Page:

Humanitarian rationalism appears to Sorel a colossal lie which had a most stultifying and corrupting effect, breeding an arrogant and capricious wish to obtain full gratification quickly and cheaply, to make a cowardly escape from the realities of life and the lessons of history. It was a dishonest simplicism that reduces the mysteries of nature and complexities of existence into encyclopaedias and digests, glib rhetoric and castles in the air, and fosters an unprincipled readiness to compromise and bargain. Conflict and War were the fathers of all true morality and manly responsibility.
We need not be detained by Sorel's critique, at times acute, at times quite fanciful, of the roots of the 18thcentury philosophy. More important for us are Sorel's connection with the farreaching and lasting course of the rationalist ideology.

Items:
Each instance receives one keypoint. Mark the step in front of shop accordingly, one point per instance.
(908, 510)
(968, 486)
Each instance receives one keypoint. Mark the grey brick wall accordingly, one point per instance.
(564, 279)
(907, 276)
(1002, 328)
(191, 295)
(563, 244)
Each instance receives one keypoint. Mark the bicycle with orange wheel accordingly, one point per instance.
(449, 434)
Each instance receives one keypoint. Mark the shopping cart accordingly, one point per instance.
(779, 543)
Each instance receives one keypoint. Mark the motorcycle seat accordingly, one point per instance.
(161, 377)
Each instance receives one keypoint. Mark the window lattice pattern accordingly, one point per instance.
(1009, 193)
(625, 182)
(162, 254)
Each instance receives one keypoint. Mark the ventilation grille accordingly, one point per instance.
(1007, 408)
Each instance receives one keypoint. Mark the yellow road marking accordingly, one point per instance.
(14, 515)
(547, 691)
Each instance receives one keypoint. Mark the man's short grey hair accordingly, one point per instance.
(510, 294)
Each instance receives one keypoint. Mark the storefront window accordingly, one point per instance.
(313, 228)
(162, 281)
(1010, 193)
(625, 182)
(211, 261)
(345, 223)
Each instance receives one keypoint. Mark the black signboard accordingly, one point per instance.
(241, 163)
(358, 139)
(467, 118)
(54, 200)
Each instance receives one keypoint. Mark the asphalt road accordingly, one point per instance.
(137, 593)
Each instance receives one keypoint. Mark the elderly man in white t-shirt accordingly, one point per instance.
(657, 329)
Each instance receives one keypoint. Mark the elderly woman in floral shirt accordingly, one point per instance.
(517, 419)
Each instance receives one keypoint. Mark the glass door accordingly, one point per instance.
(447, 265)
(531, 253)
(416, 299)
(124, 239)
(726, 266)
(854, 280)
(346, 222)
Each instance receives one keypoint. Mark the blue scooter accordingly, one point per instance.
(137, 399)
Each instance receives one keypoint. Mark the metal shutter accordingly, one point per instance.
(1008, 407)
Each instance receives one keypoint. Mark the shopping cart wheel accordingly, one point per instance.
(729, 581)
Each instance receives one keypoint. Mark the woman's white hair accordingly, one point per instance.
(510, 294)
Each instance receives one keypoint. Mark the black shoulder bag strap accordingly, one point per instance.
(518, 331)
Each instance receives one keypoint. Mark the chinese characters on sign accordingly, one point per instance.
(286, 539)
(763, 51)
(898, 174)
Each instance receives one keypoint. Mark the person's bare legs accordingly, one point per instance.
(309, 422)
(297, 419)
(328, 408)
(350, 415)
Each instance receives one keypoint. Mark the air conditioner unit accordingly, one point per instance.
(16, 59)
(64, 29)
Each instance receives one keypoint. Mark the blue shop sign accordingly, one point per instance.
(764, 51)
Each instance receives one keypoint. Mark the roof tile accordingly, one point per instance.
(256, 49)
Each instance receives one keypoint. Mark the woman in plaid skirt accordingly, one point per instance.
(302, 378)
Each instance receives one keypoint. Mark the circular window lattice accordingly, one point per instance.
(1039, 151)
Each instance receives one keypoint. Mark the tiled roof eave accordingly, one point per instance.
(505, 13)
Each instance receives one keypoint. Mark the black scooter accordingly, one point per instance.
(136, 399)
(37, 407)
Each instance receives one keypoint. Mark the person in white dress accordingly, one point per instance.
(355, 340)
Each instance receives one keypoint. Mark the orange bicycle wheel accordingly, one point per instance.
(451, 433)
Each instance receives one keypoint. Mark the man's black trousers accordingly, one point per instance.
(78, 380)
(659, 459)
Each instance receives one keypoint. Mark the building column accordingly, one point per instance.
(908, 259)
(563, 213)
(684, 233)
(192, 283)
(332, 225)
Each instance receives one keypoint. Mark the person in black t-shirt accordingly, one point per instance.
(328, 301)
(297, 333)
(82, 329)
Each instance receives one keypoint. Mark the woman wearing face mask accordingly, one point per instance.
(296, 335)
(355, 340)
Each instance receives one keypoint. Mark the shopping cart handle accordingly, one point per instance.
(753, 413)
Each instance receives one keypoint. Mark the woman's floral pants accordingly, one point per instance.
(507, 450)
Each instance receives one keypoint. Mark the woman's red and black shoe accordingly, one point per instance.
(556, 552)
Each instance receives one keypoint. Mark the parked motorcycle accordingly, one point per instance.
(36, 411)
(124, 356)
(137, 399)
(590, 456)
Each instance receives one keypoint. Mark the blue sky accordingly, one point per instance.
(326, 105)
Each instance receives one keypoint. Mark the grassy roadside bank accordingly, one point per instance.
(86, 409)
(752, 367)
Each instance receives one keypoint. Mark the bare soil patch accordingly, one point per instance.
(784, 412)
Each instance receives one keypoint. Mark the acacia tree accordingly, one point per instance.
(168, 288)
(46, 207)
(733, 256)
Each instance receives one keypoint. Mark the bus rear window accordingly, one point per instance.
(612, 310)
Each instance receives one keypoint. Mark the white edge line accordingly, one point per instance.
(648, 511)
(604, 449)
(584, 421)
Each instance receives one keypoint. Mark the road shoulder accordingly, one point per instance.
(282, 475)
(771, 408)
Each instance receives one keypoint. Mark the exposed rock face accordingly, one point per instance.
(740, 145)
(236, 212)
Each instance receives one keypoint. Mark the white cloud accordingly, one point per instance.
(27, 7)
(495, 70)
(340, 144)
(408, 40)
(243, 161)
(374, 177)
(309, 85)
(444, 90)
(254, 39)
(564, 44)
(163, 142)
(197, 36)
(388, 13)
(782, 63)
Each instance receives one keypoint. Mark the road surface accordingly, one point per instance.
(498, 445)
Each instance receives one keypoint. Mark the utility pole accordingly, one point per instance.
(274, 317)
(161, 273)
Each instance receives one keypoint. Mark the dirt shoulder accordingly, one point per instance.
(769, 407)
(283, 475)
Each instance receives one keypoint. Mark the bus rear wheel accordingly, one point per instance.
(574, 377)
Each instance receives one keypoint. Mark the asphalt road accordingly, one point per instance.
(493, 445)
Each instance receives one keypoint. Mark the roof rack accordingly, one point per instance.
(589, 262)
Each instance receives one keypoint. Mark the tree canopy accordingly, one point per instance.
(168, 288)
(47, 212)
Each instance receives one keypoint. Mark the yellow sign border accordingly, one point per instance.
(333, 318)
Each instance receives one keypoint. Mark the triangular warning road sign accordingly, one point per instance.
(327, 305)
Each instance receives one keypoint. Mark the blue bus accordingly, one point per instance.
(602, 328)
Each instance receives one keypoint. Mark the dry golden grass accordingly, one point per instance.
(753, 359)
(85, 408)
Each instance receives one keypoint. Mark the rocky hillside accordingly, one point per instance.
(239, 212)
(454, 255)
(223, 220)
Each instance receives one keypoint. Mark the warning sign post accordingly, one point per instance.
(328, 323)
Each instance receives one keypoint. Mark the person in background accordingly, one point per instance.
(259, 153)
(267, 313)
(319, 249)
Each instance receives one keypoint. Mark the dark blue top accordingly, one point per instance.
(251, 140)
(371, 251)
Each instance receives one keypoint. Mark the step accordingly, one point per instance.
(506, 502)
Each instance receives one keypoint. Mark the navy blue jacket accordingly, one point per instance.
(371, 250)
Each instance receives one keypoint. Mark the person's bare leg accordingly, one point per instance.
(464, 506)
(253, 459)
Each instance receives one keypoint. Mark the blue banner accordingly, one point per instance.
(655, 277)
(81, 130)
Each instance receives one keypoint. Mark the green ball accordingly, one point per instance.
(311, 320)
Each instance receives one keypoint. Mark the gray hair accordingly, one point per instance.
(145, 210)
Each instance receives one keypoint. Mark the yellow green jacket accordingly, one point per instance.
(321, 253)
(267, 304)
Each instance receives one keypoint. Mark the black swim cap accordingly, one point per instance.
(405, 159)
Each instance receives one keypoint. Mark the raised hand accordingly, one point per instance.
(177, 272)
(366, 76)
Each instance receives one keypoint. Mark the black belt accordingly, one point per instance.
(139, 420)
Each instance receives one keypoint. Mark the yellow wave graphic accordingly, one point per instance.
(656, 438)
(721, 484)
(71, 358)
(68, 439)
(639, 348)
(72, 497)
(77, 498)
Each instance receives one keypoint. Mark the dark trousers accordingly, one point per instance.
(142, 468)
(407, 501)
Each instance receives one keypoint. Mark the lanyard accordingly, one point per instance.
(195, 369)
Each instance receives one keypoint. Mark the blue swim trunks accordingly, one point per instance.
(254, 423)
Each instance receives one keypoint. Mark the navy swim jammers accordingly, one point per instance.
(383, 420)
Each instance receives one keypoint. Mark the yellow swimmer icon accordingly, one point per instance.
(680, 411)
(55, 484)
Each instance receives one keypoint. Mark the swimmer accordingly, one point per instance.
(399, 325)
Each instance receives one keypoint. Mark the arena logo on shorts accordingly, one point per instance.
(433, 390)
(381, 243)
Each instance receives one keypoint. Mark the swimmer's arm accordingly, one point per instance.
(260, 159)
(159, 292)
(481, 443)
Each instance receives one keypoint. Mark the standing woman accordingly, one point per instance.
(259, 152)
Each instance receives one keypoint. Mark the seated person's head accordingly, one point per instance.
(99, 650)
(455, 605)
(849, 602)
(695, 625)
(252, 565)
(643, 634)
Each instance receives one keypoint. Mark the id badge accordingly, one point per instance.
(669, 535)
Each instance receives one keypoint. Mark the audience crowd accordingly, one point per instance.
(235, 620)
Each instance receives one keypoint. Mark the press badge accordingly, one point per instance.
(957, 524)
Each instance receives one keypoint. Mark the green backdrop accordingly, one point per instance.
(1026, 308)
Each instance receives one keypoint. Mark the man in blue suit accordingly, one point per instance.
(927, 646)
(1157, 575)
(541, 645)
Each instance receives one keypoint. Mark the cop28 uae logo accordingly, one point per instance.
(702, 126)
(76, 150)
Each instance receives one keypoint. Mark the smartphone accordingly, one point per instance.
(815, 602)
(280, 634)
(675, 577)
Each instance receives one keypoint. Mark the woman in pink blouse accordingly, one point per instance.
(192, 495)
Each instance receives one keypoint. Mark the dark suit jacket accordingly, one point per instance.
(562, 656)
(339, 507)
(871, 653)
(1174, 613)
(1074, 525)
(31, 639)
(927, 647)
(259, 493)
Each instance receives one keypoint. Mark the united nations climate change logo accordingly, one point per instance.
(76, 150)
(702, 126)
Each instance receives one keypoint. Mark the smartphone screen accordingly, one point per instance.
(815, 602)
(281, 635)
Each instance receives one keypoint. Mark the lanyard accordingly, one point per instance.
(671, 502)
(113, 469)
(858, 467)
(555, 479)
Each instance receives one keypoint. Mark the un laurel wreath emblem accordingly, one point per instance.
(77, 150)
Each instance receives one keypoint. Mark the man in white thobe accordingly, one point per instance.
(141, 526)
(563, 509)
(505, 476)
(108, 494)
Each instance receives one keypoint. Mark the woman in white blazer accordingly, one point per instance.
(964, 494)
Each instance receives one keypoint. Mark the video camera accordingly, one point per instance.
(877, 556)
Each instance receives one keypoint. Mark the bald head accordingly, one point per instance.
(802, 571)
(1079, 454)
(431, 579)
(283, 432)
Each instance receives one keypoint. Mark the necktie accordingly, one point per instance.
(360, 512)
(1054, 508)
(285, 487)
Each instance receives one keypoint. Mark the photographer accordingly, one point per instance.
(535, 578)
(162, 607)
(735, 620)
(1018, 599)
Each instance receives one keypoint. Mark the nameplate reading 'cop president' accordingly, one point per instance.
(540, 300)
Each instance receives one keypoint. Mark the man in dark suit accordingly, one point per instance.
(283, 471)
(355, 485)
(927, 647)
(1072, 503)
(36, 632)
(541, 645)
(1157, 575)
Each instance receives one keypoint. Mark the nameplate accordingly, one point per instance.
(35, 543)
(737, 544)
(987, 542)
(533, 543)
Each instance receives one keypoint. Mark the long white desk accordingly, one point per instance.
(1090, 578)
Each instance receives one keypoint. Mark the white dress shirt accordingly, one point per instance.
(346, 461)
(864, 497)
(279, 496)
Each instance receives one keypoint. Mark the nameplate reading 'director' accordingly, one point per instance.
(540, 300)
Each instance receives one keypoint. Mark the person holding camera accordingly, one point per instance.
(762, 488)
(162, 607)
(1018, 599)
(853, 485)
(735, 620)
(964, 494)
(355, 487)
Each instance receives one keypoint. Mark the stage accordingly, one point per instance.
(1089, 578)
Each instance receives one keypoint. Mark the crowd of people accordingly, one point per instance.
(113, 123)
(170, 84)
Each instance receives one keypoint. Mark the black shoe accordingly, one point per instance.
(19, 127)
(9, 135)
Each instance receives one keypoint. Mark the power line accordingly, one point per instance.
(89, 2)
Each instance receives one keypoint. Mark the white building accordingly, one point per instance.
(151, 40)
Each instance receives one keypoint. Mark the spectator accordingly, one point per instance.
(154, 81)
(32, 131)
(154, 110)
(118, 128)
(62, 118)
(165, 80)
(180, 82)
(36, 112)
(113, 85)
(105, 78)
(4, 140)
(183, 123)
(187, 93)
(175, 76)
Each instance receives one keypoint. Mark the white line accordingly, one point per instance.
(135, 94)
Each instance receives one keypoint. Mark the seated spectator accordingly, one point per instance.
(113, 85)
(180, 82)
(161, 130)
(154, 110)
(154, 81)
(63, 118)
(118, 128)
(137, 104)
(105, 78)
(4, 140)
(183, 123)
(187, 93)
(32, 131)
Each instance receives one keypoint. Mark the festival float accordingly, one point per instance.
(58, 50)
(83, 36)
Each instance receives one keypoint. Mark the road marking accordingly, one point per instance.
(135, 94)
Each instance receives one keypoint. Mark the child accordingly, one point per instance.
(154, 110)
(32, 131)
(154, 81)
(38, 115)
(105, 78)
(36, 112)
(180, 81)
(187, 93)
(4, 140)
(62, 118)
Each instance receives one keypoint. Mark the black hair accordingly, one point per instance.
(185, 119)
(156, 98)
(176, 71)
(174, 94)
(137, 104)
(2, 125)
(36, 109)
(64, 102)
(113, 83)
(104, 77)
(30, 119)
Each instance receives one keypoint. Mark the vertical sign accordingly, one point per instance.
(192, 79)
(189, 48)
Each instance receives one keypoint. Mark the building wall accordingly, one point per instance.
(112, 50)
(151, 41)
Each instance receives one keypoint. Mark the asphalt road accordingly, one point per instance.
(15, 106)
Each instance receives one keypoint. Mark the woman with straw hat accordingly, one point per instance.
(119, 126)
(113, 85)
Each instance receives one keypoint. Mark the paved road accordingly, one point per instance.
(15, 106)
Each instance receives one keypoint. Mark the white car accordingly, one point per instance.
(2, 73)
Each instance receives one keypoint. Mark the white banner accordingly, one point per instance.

What you need to do:
1) Copy the passage on Sorel between "Humanitarian rationalism appears" and "and manly responsibility.", inclusive.
2) Proceed with the passage on Sorel, picking up after its final sentence.

Responses to the tasks:
1)
Humanitarian rationalism appears to Sorel a colossal lie which had a most stultifying and corrupting effect, breeding an arrogant and capricious wish to obtain full gratification quickly and cheaply, to make a cowardly escape from the realities of life and the lessons of history. It was a dishonest simplicism that reduces the mysteries of nature and complexities of existence into encyclopaedias and digests, glib rhetoric and castles in the air, and fosters an unprincipled readiness to compromise and bargain. Conflict and War were the fathers of all true morality and manly responsibility.

2)
For the French Revolution produced the strange type of the fanatical would-be saviour in a hurry who sees himself justified in forcing everybody to be free. A unanimous happiness would follow the extermination of all evil recalcitrants, in any case deviants who were doomed by History. The more common breed of "the religion of progress," however, has been the professional politician or intellectual in politics who banded together in political parties ostensibly to serve and guide the people in the direction of the desired state of social happiness, but in fact to cajole the people with promises, blandishments, and tricks into giving them power. The progressive ideology had little real relevance. Rhetors, sophists, adventurers, speculators, clowns all rolled into one, neither coping with real problems, nor rooted in any ancient group loyalties, nor part of historic institutions; they were ultimately parasites. They gambled on the frustrations and envious dissatisfactions of men. They encouraged indolent craving for easy gratification. Their weapons were ruse and cunning.
As against "bourgeois deceit and decadence" (of which Socialist politicians had become an integral part), the arrival of the proletariat presages a purifying ricorsi. The proletariat comes to bring war and not peace; to add burdens, not to alleviate them; to heighten tension, and not to offer a détente. It struggles on in the full consciousness of its destiny to inherit the earth: not to come to an accommodation with the existing establishment, but to eradicate it entirely. Its heroes are warriors, and not politicians, diplomats, or negotiators.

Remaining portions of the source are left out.